Exercise objective :: Your response should consist of the entries below, written out exactly.

Top of Exercise material

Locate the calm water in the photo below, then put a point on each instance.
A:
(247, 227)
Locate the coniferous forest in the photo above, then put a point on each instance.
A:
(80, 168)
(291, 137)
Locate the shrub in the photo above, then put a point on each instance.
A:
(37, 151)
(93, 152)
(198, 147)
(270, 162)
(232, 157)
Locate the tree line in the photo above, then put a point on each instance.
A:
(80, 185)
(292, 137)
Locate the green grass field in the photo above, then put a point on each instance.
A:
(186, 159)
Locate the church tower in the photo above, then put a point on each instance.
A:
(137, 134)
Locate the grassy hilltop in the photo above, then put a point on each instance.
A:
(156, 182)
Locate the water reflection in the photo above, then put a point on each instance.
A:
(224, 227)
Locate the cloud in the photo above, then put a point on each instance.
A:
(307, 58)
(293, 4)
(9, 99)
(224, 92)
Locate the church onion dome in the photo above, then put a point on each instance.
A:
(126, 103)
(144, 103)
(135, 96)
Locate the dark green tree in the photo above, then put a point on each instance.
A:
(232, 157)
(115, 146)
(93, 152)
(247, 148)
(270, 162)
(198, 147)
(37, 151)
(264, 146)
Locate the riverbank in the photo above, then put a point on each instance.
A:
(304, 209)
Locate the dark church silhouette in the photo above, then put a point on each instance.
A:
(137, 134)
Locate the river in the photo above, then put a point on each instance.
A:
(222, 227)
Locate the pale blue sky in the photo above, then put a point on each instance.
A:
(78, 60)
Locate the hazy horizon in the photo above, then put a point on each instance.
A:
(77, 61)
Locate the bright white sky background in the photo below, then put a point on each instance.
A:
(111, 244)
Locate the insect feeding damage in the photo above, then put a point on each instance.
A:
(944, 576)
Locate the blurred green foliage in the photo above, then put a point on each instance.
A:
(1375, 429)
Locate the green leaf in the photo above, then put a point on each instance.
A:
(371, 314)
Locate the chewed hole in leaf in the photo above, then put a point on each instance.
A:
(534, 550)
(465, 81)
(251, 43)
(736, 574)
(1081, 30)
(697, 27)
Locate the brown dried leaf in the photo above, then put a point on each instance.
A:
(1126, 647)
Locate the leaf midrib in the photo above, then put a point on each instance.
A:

Bottom of Exercise material

Response ::
Locate the calm water in the photo below, then put a point on each instance.
A:
(247, 227)
Locate the coniferous forest in the photo above, then put a point on each instance.
A:
(80, 168)
(291, 137)
Locate the shrub in the photo above, then put a point on each instance.
A:
(37, 151)
(93, 152)
(198, 147)
(270, 162)
(232, 157)
Locate the tree line in the photo above, then put a point on each instance.
A:
(80, 185)
(292, 137)
Locate the green grass field in the photo above, then put a point on each instance.
A:
(186, 159)
Locate the church tower in the photo above, then put a point on each instance.
A:
(137, 134)
Locate the grassy hilltop in the photo above, then put a point on each instance.
A:
(156, 182)
Locate the water reflection in the photo above, then put a point on each instance.
A:
(224, 227)
Locate the cloud in the photo above, then put a point on each instance.
A:
(307, 58)
(293, 4)
(9, 99)
(224, 92)
Locate the church onion dome in the photo above, then put a point on each instance.
A:
(126, 103)
(144, 103)
(135, 96)
Locate the dark green tree in the photo above, then put a point on each instance.
A:
(232, 157)
(115, 146)
(93, 152)
(247, 148)
(270, 162)
(198, 147)
(37, 151)
(264, 146)
Locate the riverbank in the photo above, then put a point on each instance.
A:
(304, 209)
Locate the dark church silhouette in the photo above, then put a point on each instance.
A:
(137, 134)
Locate the river in the photo above, then put a point on each instance.
A:
(222, 227)
Locate the pale blue sky in the photo above, then put a point on each instance.
A:
(78, 60)
Locate the hazy horizon in the photo above, then put a point on each instance.
A:
(77, 61)
Locate the bright white sky background in the photo below, then put a point on each instance.
A:
(111, 244)
Locate the insect feeding damage in the photo above, then put a point on each instance.
A:
(944, 576)
Locate the blurred green foliage in the photo above, then put a point on each instance.
A:
(1375, 429)
Locate the green leaf in the photo above, then put a point on each instance.
A:
(371, 314)
Locate the chewed hole in leaf in the photo above, then put a point on each instance.
A:
(534, 550)
(465, 81)
(251, 43)
(736, 574)
(1081, 30)
(697, 27)
Locate the brown dried leaf in the photo above, then put a point on each instance.
A:
(1126, 647)
Locate the leaf midrib in the photo above, then put a point on each instance.
A:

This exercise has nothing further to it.